**What the exercise asks**. Print the listing below verbatim, line for line, from start to finish.

** Begin **

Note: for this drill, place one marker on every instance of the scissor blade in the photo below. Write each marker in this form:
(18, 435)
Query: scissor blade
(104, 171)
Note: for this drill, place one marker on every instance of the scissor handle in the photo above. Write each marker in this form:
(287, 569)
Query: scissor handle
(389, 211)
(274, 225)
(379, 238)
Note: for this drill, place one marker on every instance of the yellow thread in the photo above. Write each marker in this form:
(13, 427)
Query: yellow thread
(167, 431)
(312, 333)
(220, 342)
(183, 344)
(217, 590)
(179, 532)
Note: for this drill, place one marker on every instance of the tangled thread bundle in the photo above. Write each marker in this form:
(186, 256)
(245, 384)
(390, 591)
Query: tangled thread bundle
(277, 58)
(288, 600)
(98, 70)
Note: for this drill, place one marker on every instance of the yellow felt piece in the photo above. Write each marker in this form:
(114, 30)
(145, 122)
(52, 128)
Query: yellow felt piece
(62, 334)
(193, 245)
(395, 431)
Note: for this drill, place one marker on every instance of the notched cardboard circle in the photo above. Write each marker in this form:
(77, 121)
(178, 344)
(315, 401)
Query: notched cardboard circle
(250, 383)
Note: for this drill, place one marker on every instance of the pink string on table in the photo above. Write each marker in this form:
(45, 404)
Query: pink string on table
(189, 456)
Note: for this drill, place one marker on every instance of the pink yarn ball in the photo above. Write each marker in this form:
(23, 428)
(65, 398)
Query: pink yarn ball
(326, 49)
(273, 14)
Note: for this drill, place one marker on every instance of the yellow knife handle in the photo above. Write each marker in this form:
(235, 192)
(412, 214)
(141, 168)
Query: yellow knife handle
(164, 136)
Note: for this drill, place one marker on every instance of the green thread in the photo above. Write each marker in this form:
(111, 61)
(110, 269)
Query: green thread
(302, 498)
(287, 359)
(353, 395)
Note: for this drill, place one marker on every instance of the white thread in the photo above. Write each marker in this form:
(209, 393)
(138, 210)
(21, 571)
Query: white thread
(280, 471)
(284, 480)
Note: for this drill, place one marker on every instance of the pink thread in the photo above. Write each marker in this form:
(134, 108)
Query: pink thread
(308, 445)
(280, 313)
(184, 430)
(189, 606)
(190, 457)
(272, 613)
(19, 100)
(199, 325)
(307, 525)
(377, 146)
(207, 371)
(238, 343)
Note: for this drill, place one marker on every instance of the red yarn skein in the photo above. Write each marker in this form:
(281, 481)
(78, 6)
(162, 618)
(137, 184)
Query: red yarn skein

** End **

**Full output**.
Note: for this drill, place one marker on every instance of the scissor blade in the photo below. Write each marker in this form:
(18, 435)
Query: scissor blade
(104, 171)
Note: for this drill, place one marker on every instance of the scissor handle in the photo above. Write each marker in this form:
(287, 569)
Query: scissor handle
(389, 211)
(274, 225)
(379, 238)
Note: for this drill, place one marker on every instance of the yellow thread in the photo above. Write each marker in this form:
(13, 427)
Query: yellow thread
(167, 431)
(312, 333)
(220, 342)
(183, 344)
(217, 590)
(179, 532)
Note: for this drill, place one marker on every instance of the tangled thread bundle in the photo above. Write each marker in this form:
(186, 256)
(245, 384)
(390, 591)
Query: tangled thread bundle
(277, 58)
(288, 600)
(98, 70)
Note: for this drill, place one marker on every instance of the yellow felt piece in the photo above. Write each marker in this form:
(114, 30)
(145, 122)
(52, 128)
Query: yellow felt piece
(62, 334)
(193, 245)
(395, 431)
Note: for this drill, place one marker on every instance of the notched cardboard circle in the photo above. Write each marker in this form:
(77, 121)
(178, 344)
(315, 401)
Query: notched cardboard circle
(250, 383)
Note: for this drill, place one marker on every instance of the pink string on table in the photo above. Write each marker in this form:
(45, 404)
Query: pink string on table
(189, 456)
Note: for this drill, place one marker on every instance of the pink yarn ball in the photo above. Write each marker in this form:
(23, 428)
(65, 398)
Query: pink yarn ball
(326, 49)
(273, 14)
Note: for this drill, place one marker on every instance of the yellow knife handle in the photo above. Write each marker in this form:
(235, 192)
(412, 214)
(141, 168)
Query: yellow knife handle
(164, 136)
Note: for this drill, place one marker on every instance of the green thread in the photo above. Write each marker in this form:
(111, 61)
(110, 269)
Query: green thread
(302, 498)
(287, 359)
(353, 395)
Note: for this drill, place one marker on every instance of the white thread in the photo above. Write each marker in this form:
(209, 393)
(138, 210)
(21, 571)
Query: white thread
(280, 471)
(284, 480)
Note: for this drill, place one marker on every instance of the pink thread in the photo above. Write each marker in this form:
(134, 108)
Query: pink thread
(308, 445)
(280, 313)
(184, 430)
(189, 606)
(190, 457)
(272, 613)
(19, 100)
(199, 325)
(307, 525)
(377, 146)
(207, 371)
(238, 343)
Note: for this drill, place one marker on every instance of the red yarn skein in the photo above. Write each marker in this form:
(281, 481)
(78, 6)
(162, 618)
(137, 184)
Query: red yarn skein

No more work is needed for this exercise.